*SUPPLIED MATERIAL*

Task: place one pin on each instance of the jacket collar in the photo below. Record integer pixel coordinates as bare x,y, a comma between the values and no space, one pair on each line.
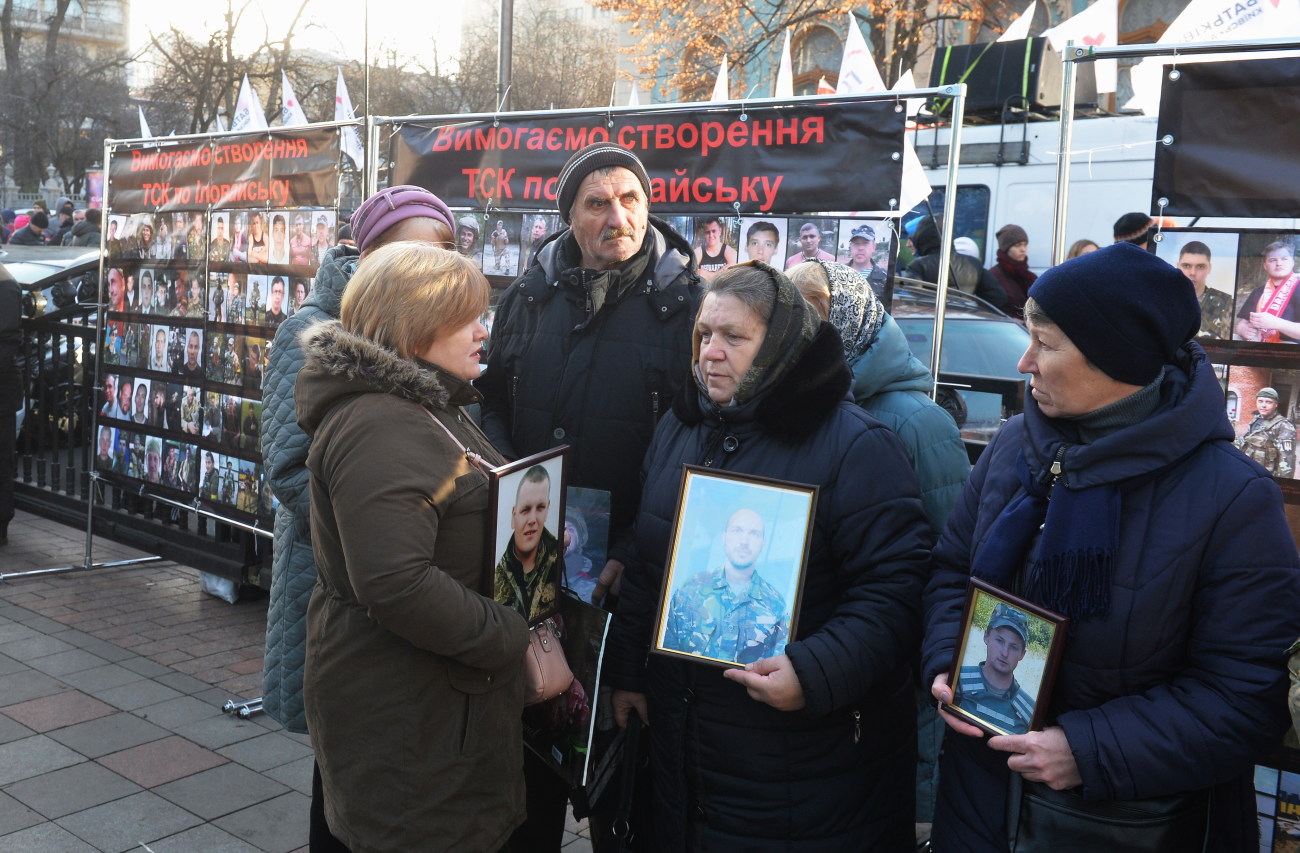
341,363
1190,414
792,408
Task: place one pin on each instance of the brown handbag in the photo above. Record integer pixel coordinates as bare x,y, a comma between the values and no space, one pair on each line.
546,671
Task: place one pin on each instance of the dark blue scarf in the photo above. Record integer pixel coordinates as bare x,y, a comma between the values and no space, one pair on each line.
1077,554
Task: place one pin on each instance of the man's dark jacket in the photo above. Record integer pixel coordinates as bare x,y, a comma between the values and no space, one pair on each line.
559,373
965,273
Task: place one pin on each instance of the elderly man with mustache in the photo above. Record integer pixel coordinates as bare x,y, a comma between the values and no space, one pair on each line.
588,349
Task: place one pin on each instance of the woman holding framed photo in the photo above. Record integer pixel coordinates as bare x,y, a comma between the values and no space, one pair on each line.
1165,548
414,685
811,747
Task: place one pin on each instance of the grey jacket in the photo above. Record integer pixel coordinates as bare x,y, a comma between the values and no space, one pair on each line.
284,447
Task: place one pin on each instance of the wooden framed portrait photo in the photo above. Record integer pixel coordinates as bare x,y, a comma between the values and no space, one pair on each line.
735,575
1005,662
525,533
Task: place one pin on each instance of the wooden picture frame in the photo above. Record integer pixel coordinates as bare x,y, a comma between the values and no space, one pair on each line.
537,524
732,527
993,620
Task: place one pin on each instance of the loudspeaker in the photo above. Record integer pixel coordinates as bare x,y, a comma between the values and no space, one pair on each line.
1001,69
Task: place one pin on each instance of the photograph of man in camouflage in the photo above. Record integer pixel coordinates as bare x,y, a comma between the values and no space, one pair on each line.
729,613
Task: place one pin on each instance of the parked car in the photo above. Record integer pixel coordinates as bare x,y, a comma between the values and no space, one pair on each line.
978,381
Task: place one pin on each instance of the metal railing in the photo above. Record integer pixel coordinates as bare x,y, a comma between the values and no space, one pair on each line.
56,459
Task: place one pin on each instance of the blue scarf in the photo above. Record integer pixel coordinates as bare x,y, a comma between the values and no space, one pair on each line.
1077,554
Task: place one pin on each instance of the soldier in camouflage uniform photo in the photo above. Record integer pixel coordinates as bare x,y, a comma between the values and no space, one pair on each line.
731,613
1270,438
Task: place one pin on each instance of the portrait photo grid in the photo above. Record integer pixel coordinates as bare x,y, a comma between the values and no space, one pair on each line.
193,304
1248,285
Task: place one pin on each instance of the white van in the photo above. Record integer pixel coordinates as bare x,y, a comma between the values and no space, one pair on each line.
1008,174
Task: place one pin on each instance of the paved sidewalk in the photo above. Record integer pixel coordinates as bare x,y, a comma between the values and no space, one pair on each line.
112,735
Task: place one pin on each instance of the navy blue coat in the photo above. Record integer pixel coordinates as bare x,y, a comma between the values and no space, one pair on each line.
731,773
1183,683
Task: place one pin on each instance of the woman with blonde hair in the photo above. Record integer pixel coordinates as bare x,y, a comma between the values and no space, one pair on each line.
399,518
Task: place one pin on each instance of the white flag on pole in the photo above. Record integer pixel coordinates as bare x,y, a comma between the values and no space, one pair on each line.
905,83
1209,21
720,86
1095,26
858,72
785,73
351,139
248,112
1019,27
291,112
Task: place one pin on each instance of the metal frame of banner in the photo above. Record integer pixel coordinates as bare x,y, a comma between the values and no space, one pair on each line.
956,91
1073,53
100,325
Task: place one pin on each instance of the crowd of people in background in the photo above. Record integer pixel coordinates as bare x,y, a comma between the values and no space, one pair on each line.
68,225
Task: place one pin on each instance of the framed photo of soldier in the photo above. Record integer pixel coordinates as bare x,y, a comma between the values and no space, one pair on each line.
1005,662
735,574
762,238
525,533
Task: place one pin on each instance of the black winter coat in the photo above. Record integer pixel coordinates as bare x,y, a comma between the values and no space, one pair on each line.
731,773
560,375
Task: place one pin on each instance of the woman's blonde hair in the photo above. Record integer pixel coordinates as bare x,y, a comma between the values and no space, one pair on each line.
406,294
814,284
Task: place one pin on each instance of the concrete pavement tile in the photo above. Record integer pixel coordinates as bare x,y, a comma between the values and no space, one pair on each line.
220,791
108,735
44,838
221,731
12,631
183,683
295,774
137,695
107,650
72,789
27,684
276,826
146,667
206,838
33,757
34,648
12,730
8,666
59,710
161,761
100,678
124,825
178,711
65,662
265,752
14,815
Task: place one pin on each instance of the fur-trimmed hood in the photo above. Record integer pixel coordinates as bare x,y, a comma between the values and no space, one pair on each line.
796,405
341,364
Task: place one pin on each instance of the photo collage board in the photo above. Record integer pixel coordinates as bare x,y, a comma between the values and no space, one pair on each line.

*AIM OF THE TASK*
Quote every record above exactly, leaving out any pictures.

*SOLUTION TO THIS EXERCISE*
Task: place one pin on each instance of the jacket collar in the photo below. Record integer pixel coordinates as bare x,y, a comma between the values and no space, one pair on each line.
341,363
1190,414
792,408
Task: place one pin on each instance of the brown handbag in the photo above. Record integer pixel coordinates as bare x,y, a comma between the values and no space, one pair on each line.
546,671
Task: place one pin on each instance of the dark blue scarf in the photo above. Record integer pixel coordinates as bare x,y, a comma between the values and no space, one pair on each line.
1077,554
Task: place one pin on each instance of the man's dark jacket in the photo above. Record integer pixel coordinates as bare x,y, a comma between the values and no space, one pair on each line.
559,373
965,273
Task: place one pin on each instance of the elderly man with mustache in the photo above. Record integer pixel coordinates as bare x,y, a comma between the values and no space, one pair on each line.
588,349
Task: place one pin on each instance of the woman holding framed photo in the photo above. Record integer pixel coordinates as bare x,y, a comma between the values and no space, one pair on each line.
1165,548
414,685
811,747
Task: place one pin on each instance of the grey jacket in the photo above. Record integer pixel coordinates as bare x,y, a comma between the values and no space, one pair on each line.
284,447
Task: place one pin on each instance of the wooden framed portrait photo in the photo above. Record integer pixel coordinates as bare x,y, a comma between the values and no space, one pair on each line.
735,575
1005,662
525,533
Task: place one pin on each instance of the wooden picture frame in the photo above. Record integer pixel coordinates as bare x,y, a comma between the values and no space, one pair on each line.
537,524
732,527
993,620
Task: place one pin on each instance of the loudspeaker in the photo above. Record integer pixel coordinates as bare x,y, a comma between the values and no space, one pair on each line.
1001,69
Task: place one pin on each instance of the photograph of man in camouflage in the photo above. Record integer pixel coordinates as bare x,y, a comma between the values and no space, one pair on each line.
729,613
Task: place one pin on each instance of the parked car in the photo above. Record integer pixel coordinates as bare x,y, a comma between the values and no space, one pair on each line.
978,381
Task: place one pin on each instance of the metal railing in the photo above. Record integer pixel coordinates as bare x,y, a comma between the values and no space, one pair on each line.
56,459
Task: place one pin on each instance of the blue scarf in the photo above. Record integer pixel coordinates as bare x,y, a comma between the values and no space, one pair on each line.
1077,554
Task: place one pin on each instance of the soldier in camouflage uniform photo in the photo above. Record integer pixel coordinates as bare x,y, a comma between the values and no space, one pair on each line.
731,613
1270,438
Task: place one pin on each instance of the portrait photo grid in the photo above. Record integer pixel coordinates as bare x,y, a comma between the values and no space, one pair on each line.
193,304
1248,285
Task: place one pin on each instance of the white van in the photo above. Record integer pixel coordinates as bare x,y, a comma between the values and no space, one pair on each line.
1008,174
Task: place one pin on each instance of the paved sidewalk in the photo above. Record integer pixel coordinates as bare x,y, a comma between the values and no space, one pair on each line.
112,735
Task: place one pin on each instance of the navy blue coat in the photo above. Record integer pixel coordinates as bare x,y, a comma between the values and no space, one pair on each line.
731,773
1183,683
Task: place one pin on each instance of the woman with blonde hair in the photo above. Record integer pixel coordinates as bare x,y, a comma between the values and no space, one pair on each line.
399,518
Task: place one pin on each instance of the white flag on pole in the photo above. Record integer pixel coordinates as bare x,y, a comma between the values and no space, one pair on each line.
905,83
1209,21
720,86
1095,26
858,72
785,73
351,139
248,112
1019,27
291,112
Task: place one pin on each instance of the metal frame of banner in the photo above. Record integer pixel coordinates as bare x,y, a comma between the values and no space, one pair on each line.
956,91
1073,53
100,325
Task: place one pin on each instance of the crowd of people in background in the photo above. Record integer pixel coordinates as bare x,y, a comma between the values and no space, one pair on each line.
68,225
Task: place one pin on each instance of the framed photo of soldier in the photo above. Record integer pixel coordinates as bare x,y, a comma between the values and no space, one pair on each line.
1005,662
735,574
762,238
525,533
Task: place one pin on each instance of the black winter coat in the photo above. Record integer pixel coordinates as bare x,y, a comma between the values and no space, one pair on each line.
731,773
560,375
Task: place one pin on each instance of the woman's blonde hair in the photo above. Record integer pixel coordinates as bare x,y, a comma between the values and no space, one pair on each line.
406,294
814,284
Task: place one pin on each instance of the concrete pavement tile in the photo above. Record integer pixel coordinates as bare x,y, a comma between the values and no space, one pair on each line.
220,791
108,735
44,838
221,731
12,631
183,683
295,774
137,695
107,650
72,789
27,684
276,826
146,667
206,838
33,757
34,648
12,730
8,666
59,710
161,761
100,678
124,825
178,711
65,662
265,752
14,815
Task: place one pin on each instance of the fur-trimmed hood in the photo above. Record integer pixel coordinates as bare x,y, a comma between the values and no space, one pair on each line.
796,405
341,364
Task: place one pin on each instance of the photo collage board in the photo above. Record integer pixel coordinates as bare x,y, a comma between the values and no space, one pair on each line.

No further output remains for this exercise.